◆ **Task details**
Give back every record word for word, keeping the pictures out.
*** Data shown ***
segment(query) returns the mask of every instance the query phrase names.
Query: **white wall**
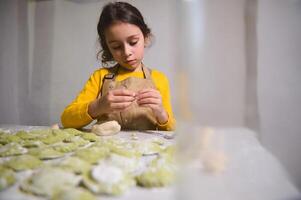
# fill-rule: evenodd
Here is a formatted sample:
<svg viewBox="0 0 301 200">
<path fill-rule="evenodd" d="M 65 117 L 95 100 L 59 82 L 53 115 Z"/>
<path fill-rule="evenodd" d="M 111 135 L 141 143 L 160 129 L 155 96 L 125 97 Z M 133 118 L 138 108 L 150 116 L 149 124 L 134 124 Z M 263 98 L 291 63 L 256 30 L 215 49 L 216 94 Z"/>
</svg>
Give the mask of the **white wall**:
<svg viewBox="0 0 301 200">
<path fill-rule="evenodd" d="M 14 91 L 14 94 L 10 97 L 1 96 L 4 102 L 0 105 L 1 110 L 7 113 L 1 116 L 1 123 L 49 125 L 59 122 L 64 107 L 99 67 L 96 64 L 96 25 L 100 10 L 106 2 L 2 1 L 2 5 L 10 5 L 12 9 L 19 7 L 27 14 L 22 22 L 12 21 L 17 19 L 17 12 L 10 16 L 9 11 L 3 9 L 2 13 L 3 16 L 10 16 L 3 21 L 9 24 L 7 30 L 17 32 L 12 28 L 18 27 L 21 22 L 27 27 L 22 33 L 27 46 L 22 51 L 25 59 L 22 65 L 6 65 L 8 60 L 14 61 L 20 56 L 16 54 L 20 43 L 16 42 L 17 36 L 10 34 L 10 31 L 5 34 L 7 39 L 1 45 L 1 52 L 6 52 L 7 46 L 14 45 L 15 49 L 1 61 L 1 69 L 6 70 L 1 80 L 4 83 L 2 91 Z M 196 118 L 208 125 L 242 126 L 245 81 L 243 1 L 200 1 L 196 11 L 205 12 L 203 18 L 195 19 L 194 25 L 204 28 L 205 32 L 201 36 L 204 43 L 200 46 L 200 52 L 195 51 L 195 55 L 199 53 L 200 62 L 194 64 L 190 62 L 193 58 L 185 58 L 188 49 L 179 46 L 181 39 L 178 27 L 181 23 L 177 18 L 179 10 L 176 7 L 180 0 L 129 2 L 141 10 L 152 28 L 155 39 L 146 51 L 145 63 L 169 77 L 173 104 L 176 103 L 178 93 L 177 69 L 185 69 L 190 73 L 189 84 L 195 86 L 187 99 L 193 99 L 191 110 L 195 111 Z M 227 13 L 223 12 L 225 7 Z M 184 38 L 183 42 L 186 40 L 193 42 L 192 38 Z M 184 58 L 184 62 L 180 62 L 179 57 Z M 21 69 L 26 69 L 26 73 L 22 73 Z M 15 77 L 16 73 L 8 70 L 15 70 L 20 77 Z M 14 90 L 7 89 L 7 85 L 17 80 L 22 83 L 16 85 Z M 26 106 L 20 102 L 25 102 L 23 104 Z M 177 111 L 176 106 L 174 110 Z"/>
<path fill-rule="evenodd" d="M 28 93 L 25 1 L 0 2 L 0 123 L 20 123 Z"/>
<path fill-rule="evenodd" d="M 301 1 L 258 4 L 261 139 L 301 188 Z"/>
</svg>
***
◆ **Result of the exercise**
segment(query) returns the mask of every instance the query phrase names.
Query: **white wall**
# fill-rule: evenodd
Here is a formatted sample:
<svg viewBox="0 0 301 200">
<path fill-rule="evenodd" d="M 65 117 L 95 100 L 59 82 L 53 115 Z"/>
<path fill-rule="evenodd" d="M 111 135 L 141 143 L 160 129 L 155 96 L 125 97 Z M 133 118 L 138 108 L 150 116 L 149 124 L 134 124 Z M 263 98 L 291 63 L 256 30 L 215 49 L 216 94 Z"/>
</svg>
Give the mask of the **white wall**:
<svg viewBox="0 0 301 200">
<path fill-rule="evenodd" d="M 14 91 L 14 94 L 10 97 L 1 96 L 4 102 L 0 105 L 1 110 L 7 113 L 1 116 L 1 123 L 49 125 L 59 122 L 64 107 L 99 67 L 96 64 L 96 25 L 100 10 L 106 2 L 2 1 L 2 5 L 10 5 L 12 9 L 19 7 L 27 14 L 22 22 L 12 21 L 17 19 L 17 12 L 10 16 L 9 11 L 3 9 L 2 13 L 3 16 L 10 16 L 3 21 L 9 24 L 7 30 L 17 32 L 12 28 L 18 27 L 21 22 L 27 27 L 22 33 L 27 46 L 22 51 L 25 59 L 22 65 L 6 65 L 8 60 L 14 61 L 20 56 L 16 54 L 20 43 L 16 42 L 17 36 L 10 34 L 10 31 L 5 34 L 7 39 L 1 45 L 1 52 L 6 52 L 7 46 L 14 45 L 15 49 L 1 61 L 1 69 L 6 70 L 1 80 L 4 83 L 2 91 Z M 196 118 L 208 125 L 242 126 L 245 81 L 243 1 L 200 1 L 196 11 L 205 12 L 203 18 L 195 19 L 194 25 L 204 28 L 205 32 L 201 36 L 204 43 L 200 46 L 200 52 L 195 51 L 195 55 L 199 53 L 200 62 L 194 64 L 190 62 L 193 58 L 185 58 L 188 49 L 179 46 L 181 39 L 178 27 L 181 23 L 177 18 L 179 10 L 176 7 L 180 0 L 129 2 L 141 10 L 152 28 L 155 39 L 146 51 L 145 63 L 169 77 L 173 104 L 176 103 L 178 93 L 177 69 L 185 69 L 190 73 L 189 84 L 195 86 L 187 99 L 193 99 L 191 110 L 195 111 Z M 227 13 L 223 12 L 225 7 Z M 184 38 L 183 42 L 186 40 L 193 42 L 192 38 Z M 184 58 L 184 62 L 180 62 L 179 57 Z M 21 69 L 26 69 L 26 73 L 22 73 Z M 15 77 L 16 73 L 8 70 L 15 70 L 20 77 Z M 14 90 L 7 89 L 7 85 L 17 80 L 22 83 L 16 85 Z M 26 106 L 20 102 L 25 102 L 23 104 Z M 177 111 L 176 106 L 174 110 Z"/>
<path fill-rule="evenodd" d="M 28 93 L 25 1 L 0 2 L 0 123 L 20 123 Z"/>
<path fill-rule="evenodd" d="M 301 1 L 258 4 L 261 139 L 301 188 Z"/>
</svg>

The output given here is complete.